### About this exercise:
According to the introduction on removing dyes from wastewater, why is tamarind pod shell discarded as waste in India?

### Source document:
Introduction

In developing countries like India, industries cannot afford to use conventional wastewater treatment chemicals like alum, ferric chloride, polymer flocculants and coal based activated carbon as they are not cost-effective. An inexpensive and more easily available adsorbent would make the removal of pollutants an economically viable alternative. Agricultural wastes like tamarind pod shells are discarded in the agricultural sector in India. Disposal of agricultural by-products is currently a major economic and ecological issue, and the conversion of by-products to adsorbents, represents a possible alternative. Dyes are used extensively in industries including textiles, paper and leather. The effluents emanating from these industries are often highly coloured, and the disposal of their wastes into the environment can be extremely undesirable. Once in the environment, they may show toxic and genotoxic effects toward organisms (Yesilada et al. 2003). Dyes are usually of synthetic origin, with complex aromatic molecular structures, making them very stable and difficult to biodegrade (Aksu 2005). In particular, printing and dyeing unit wastewaters contain several types of coloring Several research works has been performed to search for efficient and low-cost materials to remove methylene blue and other basic dyes from aqueous solution, including rice husk (Vadivelan and Kumar 2005) beech sawdust (Batzias and Sidiras 2004), agroindustry wastes (Garg et al. 2004) and activated carbon from date pits (Abdulkarim et al. 2002). However, as the adsorption capacities of the above adsorbents are not large, new absorbents are still under development. The main focus of this study was to evaluate the biosorption capacity of a novel, low cost, and renewable biomass, tamarind pod shells for the removal of Methylene blue and Amaranth as model compounds for anionic and cationic dyes. In a tropical country like India, tamarind pod shell is found in plenty and is discarded as waste, as they have very less calorific value. The effects of pH, contact time, initial dye concentration and biomass dosage on the biosorption capacity were investigated. Moreover, kinetic and equilibrium models were used to fit the experimental data.

### Image point grounding data:
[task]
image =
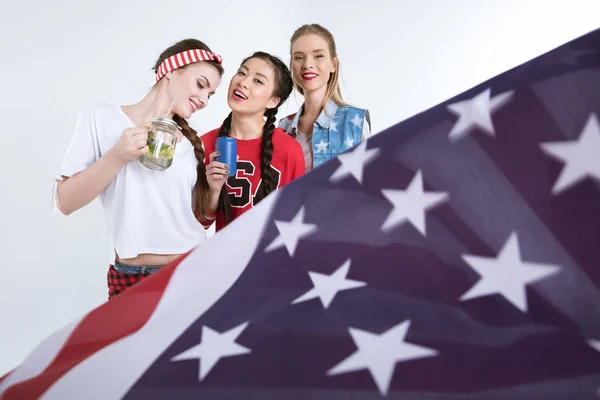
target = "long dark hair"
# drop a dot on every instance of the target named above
(283, 87)
(201, 190)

### Solution to this problem:
It has very low calorific value.